▸ Point-per-instance localization data:
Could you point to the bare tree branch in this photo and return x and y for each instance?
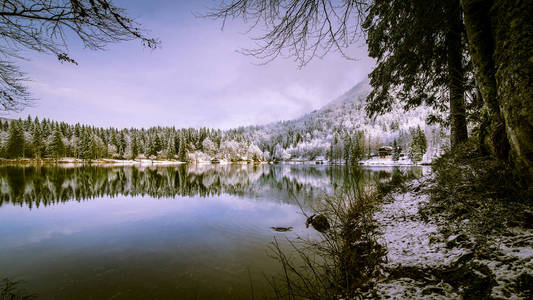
(302, 29)
(44, 25)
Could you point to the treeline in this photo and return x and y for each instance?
(32, 138)
(36, 186)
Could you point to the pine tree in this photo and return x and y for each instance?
(396, 153)
(84, 150)
(15, 142)
(170, 149)
(347, 149)
(37, 142)
(134, 147)
(57, 147)
(151, 148)
(182, 153)
(122, 145)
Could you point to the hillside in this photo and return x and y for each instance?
(313, 134)
(339, 132)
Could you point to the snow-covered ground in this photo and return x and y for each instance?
(417, 244)
(376, 161)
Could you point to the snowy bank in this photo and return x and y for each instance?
(422, 263)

▸ WHAT THE TASK ASKS: Could you set down the records above exactly, skipping any picture?

▸ SOLUTION FOR THIS PROBLEM:
Could you point to the bare tree branch in this photo and return x and y for each instance?
(302, 29)
(44, 25)
Could you point to the treeline in this photo and return x and y for each instance?
(32, 138)
(36, 186)
Could you point to the pine tree in this photo and return x and y for each instance?
(396, 153)
(84, 150)
(15, 142)
(170, 149)
(347, 149)
(37, 142)
(134, 147)
(57, 147)
(151, 148)
(182, 153)
(122, 145)
Could you point to the hillside in this photo and return x and y for each instance?
(313, 134)
(339, 132)
Could you point to the snow-covered ground in this photo and return x and y for each instance?
(417, 244)
(376, 161)
Could you point to the snowy bank in this photo and return x and y for each instance?
(422, 263)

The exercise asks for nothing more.